Work to be completed — Copy out, character for character, every line from the one containing "Task: spot one point per instance of the distant" down to the one containing "(1167, 287)", with both of those lines included.

Excerpted records —

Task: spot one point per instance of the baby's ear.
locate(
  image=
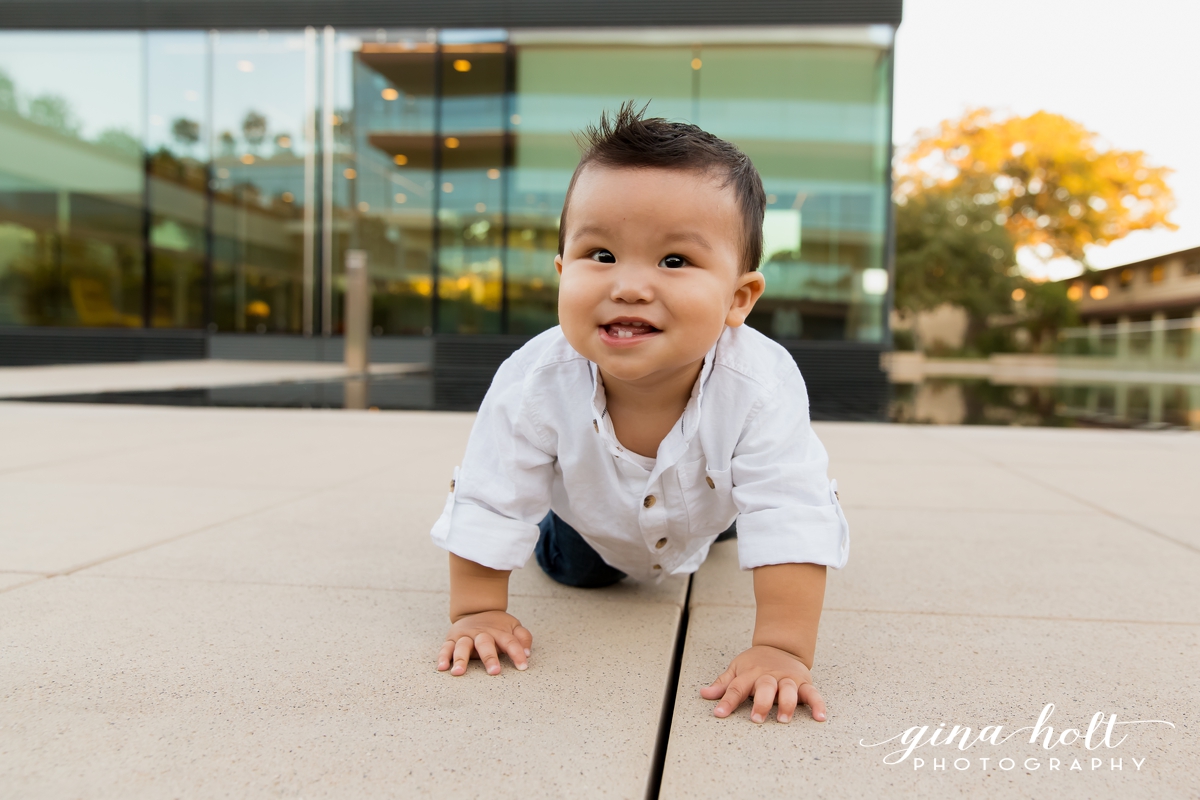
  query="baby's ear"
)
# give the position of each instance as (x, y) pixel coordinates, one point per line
(749, 288)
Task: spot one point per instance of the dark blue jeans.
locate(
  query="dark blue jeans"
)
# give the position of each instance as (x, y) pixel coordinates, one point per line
(564, 555)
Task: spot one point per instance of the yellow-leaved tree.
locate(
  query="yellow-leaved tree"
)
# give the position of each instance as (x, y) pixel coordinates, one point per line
(1057, 185)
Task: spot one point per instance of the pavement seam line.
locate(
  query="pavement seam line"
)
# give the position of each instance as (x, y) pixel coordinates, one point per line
(663, 739)
(969, 615)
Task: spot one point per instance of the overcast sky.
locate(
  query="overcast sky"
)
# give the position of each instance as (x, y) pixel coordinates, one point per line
(1128, 71)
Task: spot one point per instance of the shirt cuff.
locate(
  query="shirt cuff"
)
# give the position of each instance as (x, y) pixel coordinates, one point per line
(795, 535)
(484, 536)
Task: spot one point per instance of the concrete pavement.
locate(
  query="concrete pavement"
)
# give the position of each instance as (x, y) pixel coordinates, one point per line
(217, 601)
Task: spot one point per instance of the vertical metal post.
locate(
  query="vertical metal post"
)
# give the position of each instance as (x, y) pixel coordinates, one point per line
(1123, 337)
(1195, 335)
(889, 224)
(357, 318)
(507, 163)
(310, 176)
(147, 218)
(209, 193)
(327, 190)
(436, 226)
(1158, 337)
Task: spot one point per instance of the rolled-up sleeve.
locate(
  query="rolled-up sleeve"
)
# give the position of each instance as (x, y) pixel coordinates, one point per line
(502, 489)
(787, 507)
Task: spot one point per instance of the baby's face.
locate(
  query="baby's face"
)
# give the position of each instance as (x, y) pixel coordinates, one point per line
(651, 269)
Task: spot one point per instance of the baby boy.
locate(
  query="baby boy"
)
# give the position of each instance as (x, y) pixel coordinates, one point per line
(652, 421)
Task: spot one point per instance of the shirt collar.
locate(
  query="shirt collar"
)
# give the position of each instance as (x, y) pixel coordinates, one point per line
(676, 443)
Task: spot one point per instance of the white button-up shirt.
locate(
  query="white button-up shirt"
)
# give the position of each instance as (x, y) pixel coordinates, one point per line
(743, 450)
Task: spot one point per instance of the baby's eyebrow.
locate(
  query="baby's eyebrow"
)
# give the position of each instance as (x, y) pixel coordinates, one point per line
(589, 229)
(690, 236)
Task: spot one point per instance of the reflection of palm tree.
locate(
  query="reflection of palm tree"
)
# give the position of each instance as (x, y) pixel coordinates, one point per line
(53, 112)
(7, 92)
(186, 132)
(253, 127)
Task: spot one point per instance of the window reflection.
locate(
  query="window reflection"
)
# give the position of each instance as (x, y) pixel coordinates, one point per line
(385, 88)
(471, 220)
(258, 187)
(178, 176)
(71, 175)
(178, 179)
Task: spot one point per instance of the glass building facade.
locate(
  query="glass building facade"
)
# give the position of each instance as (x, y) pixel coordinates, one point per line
(215, 179)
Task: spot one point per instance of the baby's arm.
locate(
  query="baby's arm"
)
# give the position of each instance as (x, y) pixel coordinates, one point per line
(479, 620)
(789, 599)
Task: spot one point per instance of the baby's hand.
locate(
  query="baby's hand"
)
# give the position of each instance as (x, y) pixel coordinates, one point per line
(763, 671)
(481, 633)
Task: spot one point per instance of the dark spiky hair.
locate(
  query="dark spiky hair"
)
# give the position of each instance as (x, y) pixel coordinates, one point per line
(627, 139)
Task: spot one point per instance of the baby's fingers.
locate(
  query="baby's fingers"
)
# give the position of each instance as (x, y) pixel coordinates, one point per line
(485, 645)
(516, 650)
(462, 649)
(444, 656)
(811, 697)
(737, 691)
(717, 687)
(525, 637)
(763, 698)
(787, 699)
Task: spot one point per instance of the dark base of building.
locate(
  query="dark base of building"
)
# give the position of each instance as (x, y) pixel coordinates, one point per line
(844, 378)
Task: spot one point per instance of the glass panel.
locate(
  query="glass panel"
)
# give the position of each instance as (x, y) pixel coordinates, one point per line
(178, 143)
(383, 176)
(471, 220)
(71, 179)
(258, 122)
(559, 90)
(814, 120)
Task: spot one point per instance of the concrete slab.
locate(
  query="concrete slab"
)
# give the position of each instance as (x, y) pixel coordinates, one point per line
(151, 689)
(57, 527)
(94, 378)
(978, 590)
(317, 449)
(882, 674)
(979, 486)
(13, 579)
(367, 534)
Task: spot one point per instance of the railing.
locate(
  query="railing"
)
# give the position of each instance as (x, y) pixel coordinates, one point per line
(1168, 343)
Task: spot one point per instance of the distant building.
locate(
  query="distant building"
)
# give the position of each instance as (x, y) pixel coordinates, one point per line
(1146, 312)
(178, 179)
(1167, 287)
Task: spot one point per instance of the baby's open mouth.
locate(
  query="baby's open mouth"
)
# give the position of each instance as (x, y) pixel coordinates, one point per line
(629, 330)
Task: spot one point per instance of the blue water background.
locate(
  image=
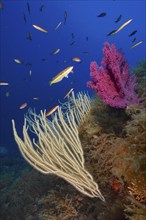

Output of the task —
Task: spot one point per instance of the distant building.
locate(
  query="distant building"
)
# give the position of each instance as (x, y) pixel coordinates, one point per line
(1146, 312)
(178, 179)
(1167, 287)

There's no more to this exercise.